Tarefas obrigatórias:
- 1) Traduza para o inglês a seguinte frase do texto de origem: "Cinco pessoas me interrogaram até as 3 horas da manhã."
- 2) De acordo com o texto de origem, até que horas deixaram Emilia dormir antes de retomarem o interrogatório?

Texto de origem:
Emilia: Fui levada para um quartinho e uma guarda fez uma busca completa. Passaram toda a noite revirando minhas coisas – cada recibo que eu tinha, todas as imagens da minha câmera. Cinco pessoas me interrogaram até as 3 horas da manhã. Depois, me deixaram dormir até as 7h, antes de retomar o interrogatório. Queriam saber como eu tinha entrado no país, quem eram meus contatos, com quem eu estava andando.
Agência Brasil: Deram alguma explicação sobre o motivo da detenção?

Registros de dados:
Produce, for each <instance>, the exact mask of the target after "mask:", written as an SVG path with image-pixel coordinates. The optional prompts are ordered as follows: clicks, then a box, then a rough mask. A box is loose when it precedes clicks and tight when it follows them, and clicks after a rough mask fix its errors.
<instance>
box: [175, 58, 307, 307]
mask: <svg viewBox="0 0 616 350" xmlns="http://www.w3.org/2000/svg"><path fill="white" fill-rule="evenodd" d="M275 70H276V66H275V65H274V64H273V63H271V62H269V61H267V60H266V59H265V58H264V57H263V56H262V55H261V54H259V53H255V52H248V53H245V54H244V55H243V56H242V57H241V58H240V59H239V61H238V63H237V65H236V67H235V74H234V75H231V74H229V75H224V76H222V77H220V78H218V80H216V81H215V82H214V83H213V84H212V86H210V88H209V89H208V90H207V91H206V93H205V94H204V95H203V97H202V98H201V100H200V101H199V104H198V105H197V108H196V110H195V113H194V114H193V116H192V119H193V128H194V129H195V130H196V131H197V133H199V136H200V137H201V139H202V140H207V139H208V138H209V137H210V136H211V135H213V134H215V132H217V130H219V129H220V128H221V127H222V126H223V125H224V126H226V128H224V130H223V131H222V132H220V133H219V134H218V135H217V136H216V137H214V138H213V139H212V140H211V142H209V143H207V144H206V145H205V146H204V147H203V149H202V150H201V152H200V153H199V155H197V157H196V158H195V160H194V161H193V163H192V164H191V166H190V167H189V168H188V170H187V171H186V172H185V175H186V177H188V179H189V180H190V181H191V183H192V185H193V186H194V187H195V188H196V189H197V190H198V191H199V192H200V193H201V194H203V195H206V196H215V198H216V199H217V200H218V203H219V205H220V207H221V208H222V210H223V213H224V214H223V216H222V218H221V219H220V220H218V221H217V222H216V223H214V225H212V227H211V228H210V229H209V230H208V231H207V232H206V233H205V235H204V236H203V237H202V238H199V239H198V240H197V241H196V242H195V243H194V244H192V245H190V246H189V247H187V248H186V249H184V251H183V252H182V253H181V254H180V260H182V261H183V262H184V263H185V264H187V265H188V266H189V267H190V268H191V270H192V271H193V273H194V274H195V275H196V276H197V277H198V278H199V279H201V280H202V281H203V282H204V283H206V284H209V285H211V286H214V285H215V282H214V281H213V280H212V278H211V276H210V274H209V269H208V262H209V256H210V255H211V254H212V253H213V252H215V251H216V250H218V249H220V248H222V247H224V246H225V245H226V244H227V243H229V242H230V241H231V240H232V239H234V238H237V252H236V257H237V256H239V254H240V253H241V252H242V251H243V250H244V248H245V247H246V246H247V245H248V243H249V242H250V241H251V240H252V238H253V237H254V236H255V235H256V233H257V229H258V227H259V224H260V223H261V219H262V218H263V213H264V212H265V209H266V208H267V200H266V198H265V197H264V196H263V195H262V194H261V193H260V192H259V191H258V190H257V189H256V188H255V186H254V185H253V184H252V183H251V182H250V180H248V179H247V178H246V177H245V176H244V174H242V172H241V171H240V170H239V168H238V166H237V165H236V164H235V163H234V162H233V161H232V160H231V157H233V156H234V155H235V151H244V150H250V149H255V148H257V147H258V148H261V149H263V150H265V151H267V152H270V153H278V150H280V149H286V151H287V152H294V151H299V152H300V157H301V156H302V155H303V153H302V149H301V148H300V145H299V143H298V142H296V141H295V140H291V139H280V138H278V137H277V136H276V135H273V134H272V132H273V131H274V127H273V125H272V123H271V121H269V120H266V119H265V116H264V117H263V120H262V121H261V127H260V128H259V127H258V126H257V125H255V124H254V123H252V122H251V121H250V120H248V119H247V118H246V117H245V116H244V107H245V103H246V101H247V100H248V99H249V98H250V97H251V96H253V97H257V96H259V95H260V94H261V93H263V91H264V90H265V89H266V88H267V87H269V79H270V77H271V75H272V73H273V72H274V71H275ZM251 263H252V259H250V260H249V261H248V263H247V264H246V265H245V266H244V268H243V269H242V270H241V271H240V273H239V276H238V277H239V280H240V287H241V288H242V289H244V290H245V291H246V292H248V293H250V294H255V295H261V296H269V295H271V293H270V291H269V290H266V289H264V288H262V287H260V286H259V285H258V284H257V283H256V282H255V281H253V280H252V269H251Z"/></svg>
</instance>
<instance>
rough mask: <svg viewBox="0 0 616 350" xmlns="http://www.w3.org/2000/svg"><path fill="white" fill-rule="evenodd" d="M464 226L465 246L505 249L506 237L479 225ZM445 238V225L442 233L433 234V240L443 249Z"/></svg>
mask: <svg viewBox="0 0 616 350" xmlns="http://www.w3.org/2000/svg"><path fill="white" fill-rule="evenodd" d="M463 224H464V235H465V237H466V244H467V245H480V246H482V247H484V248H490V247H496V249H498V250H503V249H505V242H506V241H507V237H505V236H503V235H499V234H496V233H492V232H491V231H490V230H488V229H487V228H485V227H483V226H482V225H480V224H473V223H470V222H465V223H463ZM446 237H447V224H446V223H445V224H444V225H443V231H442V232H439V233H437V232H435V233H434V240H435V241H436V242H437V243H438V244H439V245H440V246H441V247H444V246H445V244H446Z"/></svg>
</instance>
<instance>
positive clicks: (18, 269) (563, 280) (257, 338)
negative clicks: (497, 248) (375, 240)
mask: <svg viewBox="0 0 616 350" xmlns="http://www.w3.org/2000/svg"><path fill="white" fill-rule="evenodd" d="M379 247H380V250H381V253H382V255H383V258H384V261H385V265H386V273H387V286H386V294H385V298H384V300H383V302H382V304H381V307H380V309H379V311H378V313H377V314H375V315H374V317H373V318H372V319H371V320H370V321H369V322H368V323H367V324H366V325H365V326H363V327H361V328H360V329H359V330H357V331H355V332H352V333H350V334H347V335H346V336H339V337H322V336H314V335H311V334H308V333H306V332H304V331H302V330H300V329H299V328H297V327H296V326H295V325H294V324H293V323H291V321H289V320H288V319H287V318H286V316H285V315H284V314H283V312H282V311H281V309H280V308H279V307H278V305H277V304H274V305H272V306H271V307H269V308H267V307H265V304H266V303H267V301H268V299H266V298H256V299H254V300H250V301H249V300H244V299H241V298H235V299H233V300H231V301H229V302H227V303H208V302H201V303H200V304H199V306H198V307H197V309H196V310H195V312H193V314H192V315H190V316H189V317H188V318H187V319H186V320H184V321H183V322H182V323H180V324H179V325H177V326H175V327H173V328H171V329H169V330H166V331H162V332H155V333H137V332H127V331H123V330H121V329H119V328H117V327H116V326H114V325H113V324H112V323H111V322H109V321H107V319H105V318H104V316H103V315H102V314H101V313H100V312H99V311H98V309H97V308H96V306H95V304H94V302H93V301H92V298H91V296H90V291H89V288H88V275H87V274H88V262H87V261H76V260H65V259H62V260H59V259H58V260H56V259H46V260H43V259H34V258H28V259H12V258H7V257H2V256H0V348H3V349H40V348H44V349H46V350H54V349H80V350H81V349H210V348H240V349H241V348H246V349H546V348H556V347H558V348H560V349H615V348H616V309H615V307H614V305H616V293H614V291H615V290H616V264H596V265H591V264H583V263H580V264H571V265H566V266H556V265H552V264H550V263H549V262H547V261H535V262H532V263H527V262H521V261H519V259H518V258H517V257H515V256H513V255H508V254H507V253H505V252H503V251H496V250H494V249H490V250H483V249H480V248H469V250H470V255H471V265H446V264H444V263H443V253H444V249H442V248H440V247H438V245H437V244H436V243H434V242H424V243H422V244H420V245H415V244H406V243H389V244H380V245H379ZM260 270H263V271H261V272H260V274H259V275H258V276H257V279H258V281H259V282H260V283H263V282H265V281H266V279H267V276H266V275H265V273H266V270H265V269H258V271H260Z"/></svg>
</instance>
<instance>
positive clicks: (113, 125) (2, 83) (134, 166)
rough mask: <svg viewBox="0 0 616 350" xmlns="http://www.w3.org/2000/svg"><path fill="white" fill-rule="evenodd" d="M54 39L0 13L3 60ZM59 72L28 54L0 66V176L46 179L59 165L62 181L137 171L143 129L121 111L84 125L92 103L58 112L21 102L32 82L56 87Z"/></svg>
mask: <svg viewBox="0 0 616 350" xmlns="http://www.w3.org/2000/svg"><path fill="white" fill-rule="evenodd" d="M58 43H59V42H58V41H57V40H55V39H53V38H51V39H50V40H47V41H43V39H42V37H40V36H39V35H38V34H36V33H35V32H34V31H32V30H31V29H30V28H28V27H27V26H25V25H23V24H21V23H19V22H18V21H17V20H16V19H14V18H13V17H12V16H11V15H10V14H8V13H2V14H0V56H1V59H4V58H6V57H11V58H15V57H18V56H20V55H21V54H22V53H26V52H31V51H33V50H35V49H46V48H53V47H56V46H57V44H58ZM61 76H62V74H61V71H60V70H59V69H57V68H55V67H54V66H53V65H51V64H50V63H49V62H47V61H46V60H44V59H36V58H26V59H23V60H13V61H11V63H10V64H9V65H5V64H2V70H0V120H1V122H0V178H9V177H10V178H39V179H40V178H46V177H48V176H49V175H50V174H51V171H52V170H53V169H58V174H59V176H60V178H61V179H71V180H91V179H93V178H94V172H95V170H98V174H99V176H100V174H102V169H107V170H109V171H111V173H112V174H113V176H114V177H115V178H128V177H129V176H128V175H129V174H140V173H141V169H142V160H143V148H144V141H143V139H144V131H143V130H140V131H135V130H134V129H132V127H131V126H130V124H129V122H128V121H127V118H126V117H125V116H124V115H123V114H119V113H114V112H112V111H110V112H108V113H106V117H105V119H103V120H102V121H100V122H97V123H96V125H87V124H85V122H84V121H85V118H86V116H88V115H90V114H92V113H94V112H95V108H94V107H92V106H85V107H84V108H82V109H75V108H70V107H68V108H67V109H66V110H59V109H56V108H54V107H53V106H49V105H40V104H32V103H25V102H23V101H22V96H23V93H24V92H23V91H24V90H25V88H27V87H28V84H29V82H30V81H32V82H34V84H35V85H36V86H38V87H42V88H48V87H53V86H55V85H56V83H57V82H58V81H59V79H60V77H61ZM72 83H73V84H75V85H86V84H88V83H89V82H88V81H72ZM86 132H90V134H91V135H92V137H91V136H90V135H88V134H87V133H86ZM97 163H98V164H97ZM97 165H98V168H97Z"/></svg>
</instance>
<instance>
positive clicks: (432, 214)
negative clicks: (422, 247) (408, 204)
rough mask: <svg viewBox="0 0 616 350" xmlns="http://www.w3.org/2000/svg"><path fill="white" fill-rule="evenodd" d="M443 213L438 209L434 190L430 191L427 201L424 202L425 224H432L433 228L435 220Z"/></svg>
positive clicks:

Lista de respostas:
- 1) Five people interrogated me until 3 a.m.

- 2) Até as 7h.